Instruções do exercício:
Por favor, transforme em CSV de duas colunas, "texto" e "resposta", a listagem que vai da linha com "IMPORTANT: every worker" até a linha com "[15,7,355,291]", inclusive. Cada linha do CSV deve reunir um texto da listagem e a resposta correspondente, cada um num único campo entre aspas, com as quebras de linha trocadas por espaços.
────
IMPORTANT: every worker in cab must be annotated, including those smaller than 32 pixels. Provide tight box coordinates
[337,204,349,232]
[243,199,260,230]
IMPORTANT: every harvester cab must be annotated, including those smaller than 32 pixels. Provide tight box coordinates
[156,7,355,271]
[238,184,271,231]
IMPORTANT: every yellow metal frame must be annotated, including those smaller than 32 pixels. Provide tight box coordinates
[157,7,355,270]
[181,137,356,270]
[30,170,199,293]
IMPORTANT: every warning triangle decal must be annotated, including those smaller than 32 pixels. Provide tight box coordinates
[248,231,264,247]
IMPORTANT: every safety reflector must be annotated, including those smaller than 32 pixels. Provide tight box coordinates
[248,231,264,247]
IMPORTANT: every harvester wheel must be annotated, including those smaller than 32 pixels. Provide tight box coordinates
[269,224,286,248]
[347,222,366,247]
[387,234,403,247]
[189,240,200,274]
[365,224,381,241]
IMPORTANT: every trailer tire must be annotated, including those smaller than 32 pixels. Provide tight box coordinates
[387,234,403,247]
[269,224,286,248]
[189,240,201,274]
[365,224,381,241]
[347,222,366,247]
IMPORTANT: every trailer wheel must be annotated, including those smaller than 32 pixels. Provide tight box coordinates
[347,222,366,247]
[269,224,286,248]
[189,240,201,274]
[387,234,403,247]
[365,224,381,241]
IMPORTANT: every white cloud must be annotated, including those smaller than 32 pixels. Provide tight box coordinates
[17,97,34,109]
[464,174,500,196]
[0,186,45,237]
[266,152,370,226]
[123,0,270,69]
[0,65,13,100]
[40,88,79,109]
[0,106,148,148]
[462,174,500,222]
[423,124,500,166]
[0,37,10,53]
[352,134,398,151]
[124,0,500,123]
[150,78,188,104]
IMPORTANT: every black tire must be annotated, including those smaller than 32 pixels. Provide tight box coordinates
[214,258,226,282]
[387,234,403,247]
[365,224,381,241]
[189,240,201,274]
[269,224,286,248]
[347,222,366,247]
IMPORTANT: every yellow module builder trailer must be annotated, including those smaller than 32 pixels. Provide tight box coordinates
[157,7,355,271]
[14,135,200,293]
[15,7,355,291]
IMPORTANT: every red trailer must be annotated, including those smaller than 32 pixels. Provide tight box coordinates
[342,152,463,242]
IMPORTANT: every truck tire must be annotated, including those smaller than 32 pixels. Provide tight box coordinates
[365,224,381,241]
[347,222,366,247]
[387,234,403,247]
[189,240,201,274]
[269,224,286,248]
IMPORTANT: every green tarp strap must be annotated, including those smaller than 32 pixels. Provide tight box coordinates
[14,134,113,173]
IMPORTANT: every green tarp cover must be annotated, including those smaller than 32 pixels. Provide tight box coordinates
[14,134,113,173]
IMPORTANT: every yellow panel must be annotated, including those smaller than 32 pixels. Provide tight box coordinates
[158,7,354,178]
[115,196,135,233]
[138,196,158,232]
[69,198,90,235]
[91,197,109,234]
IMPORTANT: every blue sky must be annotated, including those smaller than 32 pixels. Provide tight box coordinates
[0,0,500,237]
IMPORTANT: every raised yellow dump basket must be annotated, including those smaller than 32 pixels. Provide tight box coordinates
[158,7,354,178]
────
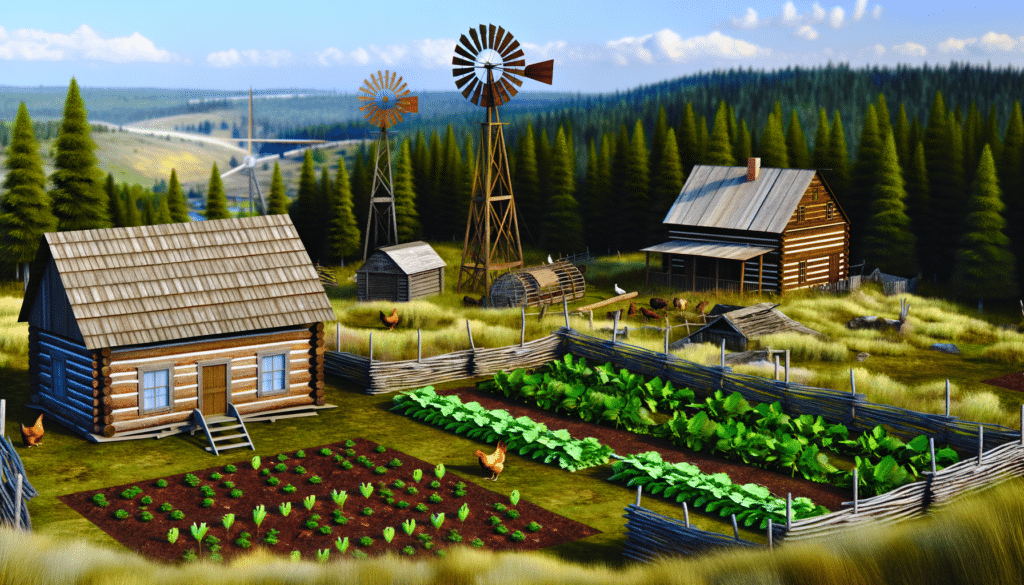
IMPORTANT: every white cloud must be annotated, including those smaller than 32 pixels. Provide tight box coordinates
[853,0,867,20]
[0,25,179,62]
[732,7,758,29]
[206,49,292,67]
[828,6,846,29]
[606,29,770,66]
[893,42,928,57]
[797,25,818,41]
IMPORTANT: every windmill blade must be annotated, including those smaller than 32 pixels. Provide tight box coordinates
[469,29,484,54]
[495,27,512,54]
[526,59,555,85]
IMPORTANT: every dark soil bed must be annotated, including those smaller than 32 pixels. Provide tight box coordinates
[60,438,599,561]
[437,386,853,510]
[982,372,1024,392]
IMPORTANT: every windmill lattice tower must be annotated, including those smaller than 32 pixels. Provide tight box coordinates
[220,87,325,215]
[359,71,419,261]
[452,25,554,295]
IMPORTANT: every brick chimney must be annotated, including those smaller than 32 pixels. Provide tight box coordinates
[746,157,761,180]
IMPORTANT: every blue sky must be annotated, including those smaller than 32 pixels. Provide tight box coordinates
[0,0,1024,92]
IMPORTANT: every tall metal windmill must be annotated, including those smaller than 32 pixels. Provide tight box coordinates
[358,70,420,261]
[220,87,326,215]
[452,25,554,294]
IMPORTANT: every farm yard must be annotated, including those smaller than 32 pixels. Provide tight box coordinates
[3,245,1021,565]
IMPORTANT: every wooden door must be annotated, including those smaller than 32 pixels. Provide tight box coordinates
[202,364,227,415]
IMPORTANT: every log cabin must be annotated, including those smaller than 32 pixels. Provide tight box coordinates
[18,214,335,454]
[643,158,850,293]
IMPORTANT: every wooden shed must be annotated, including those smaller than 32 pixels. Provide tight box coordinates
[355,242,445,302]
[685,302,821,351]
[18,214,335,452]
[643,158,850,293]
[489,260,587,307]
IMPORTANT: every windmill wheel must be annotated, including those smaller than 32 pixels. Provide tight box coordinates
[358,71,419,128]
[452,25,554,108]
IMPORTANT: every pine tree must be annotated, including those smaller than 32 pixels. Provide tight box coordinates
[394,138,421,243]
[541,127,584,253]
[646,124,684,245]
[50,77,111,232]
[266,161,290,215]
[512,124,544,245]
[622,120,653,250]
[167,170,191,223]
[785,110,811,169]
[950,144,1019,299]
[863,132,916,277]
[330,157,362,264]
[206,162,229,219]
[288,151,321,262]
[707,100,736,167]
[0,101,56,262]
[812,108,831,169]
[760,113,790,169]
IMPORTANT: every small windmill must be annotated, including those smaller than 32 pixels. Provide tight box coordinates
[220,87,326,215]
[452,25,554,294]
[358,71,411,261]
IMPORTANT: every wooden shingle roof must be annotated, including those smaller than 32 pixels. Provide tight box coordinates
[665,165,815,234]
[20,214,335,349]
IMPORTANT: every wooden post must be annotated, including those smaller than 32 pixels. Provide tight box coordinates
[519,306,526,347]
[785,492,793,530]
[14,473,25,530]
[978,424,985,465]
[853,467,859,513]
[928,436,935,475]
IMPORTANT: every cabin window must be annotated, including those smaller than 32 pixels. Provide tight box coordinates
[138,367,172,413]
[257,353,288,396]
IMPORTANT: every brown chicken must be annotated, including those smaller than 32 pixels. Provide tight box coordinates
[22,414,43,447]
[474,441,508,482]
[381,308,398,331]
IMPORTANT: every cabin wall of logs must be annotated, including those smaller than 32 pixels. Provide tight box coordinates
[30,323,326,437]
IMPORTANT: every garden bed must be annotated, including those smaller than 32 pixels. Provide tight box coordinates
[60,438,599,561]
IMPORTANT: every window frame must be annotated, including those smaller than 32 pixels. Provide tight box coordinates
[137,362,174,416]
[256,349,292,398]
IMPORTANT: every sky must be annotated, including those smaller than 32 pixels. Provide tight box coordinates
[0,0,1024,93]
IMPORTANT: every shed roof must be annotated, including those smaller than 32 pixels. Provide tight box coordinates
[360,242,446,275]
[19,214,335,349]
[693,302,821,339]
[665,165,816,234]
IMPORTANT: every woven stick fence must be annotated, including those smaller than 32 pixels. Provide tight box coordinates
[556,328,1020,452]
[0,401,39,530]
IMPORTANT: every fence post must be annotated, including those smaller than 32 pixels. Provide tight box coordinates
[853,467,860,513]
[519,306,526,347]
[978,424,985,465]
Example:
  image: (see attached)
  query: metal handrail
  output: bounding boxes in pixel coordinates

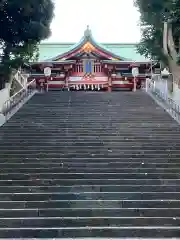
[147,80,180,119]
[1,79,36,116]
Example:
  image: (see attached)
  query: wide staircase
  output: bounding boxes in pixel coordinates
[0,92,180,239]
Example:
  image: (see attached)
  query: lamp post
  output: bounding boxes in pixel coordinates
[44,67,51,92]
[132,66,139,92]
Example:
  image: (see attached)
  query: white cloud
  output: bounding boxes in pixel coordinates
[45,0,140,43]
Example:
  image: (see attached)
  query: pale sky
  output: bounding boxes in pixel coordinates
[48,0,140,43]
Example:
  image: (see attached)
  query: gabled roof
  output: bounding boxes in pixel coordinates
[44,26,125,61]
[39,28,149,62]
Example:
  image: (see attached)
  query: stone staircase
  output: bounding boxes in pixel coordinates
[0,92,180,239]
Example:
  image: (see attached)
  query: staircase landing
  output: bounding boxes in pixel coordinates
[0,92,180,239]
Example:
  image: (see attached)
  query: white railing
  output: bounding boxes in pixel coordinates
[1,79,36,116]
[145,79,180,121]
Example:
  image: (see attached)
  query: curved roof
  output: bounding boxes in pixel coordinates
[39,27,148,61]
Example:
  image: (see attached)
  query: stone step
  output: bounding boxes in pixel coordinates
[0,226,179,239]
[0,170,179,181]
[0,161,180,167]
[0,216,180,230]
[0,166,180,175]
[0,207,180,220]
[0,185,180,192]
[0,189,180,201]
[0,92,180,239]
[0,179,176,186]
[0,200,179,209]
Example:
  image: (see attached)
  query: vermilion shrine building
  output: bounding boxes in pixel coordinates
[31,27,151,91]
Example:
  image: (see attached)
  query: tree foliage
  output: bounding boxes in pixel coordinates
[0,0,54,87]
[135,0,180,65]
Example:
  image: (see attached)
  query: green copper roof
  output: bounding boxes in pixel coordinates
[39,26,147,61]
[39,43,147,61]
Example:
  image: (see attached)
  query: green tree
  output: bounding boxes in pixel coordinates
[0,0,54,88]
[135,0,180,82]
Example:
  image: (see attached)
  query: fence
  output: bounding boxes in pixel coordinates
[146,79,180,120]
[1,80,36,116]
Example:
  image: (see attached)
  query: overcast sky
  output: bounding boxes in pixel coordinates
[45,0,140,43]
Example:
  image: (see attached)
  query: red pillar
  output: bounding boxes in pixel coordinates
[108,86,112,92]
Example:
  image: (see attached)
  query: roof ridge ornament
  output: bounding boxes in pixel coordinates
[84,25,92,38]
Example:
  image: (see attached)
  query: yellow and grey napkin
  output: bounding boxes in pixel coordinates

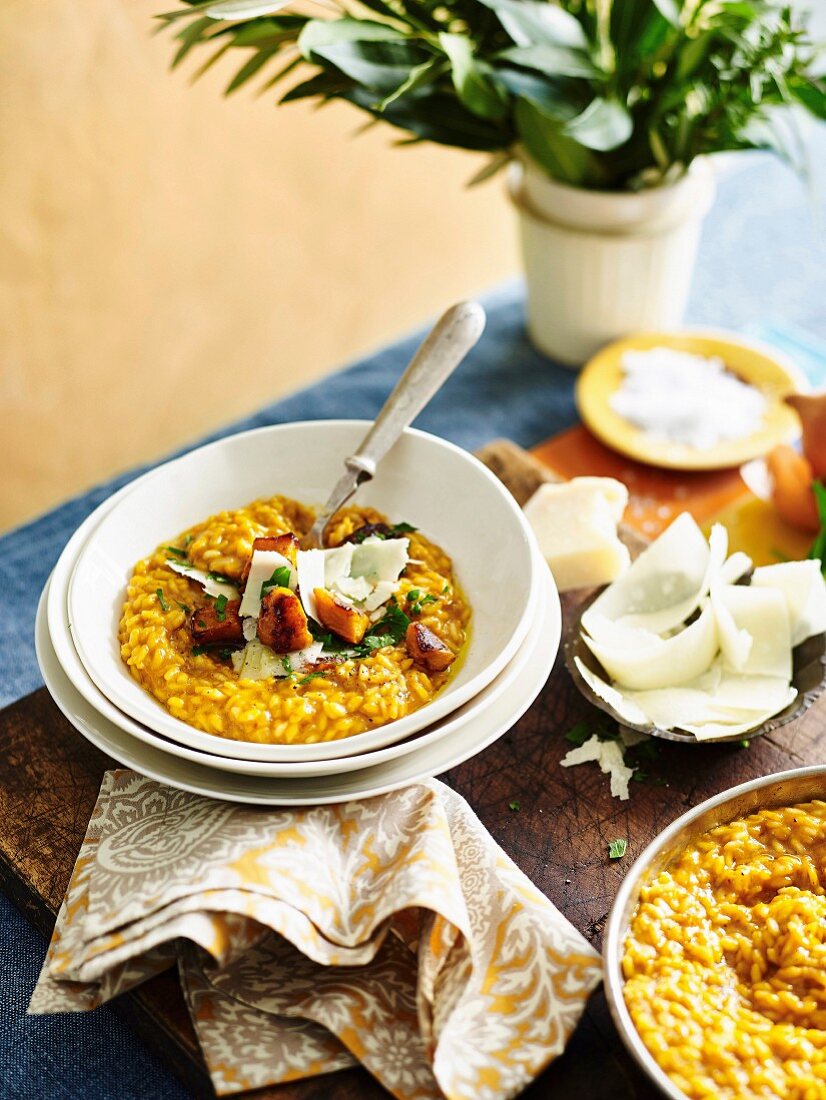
────
Resposta do exercício:
texto,resposta
"IMPORTANT: every worker in cab must be annotated, including those smaller than 32 pixels. Provide tight box coordinates","[337,204,349,232] [243,199,260,230]"
"IMPORTANT: every harvester cab must be annotated, including those smaller than 32 pixels. Provide tight box coordinates","[156,7,355,271] [238,184,271,231]"
"IMPORTANT: every yellow metal frame must be annotated, including those smaller than 32 pixels. Provide tight box coordinates","[157,7,355,270] [181,137,356,270] [30,170,199,293]"
"IMPORTANT: every warning triangle decal must be annotated, including those smaller than 32 pixels. Provide tight box coordinates","[248,231,264,247]"
"IMPORTANT: every safety reflector must be annotated, including those smaller than 32 pixels. Provide tight box coordinates","[248,231,264,247]"
"IMPORTANT: every harvester wheel must be annotated, including those smaller than 32 pixels. Provide tight box coordinates","[269,224,286,248] [347,222,366,247] [387,234,403,247] [189,240,200,274] [365,224,381,241]"
"IMPORTANT: every trailer tire must be annotated, including those smaller than 32 pixels. Provide tight box coordinates","[387,234,403,247] [269,224,286,248] [189,240,201,274] [365,224,381,241] [347,222,366,247]"
"IMPORTANT: every trailer wheel must be annotated, including those smaller than 32 pixels. Provide tight box coordinates","[347,222,366,247] [269,224,286,248] [189,240,201,274] [387,234,403,247] [365,224,381,241]"
"IMPORTANT: every white cloud must be annotated, including those smaller than 32 pixels. Provide tight box coordinates","[17,97,34,109] [464,174,500,196] [0,186,45,237] [266,152,370,226] [123,0,270,69] [0,65,13,100] [40,88,79,109] [0,106,148,148] [462,174,500,222] [423,124,500,166] [0,37,10,53] [352,134,398,151] [124,0,500,123] [150,78,188,104]"
"IMPORTANT: every black tire must be annotated, including those smaller than 32 pixels. Provide tight box coordinates","[214,258,226,282] [387,234,403,247] [365,224,381,241] [189,240,201,274] [269,224,286,248] [347,222,366,247]"
"IMPORTANT: every yellow module builder trailer must be annotated, including those smaller than 32 pixels. Provide tight box coordinates","[157,7,355,271] [14,135,200,293] [15,7,355,291]"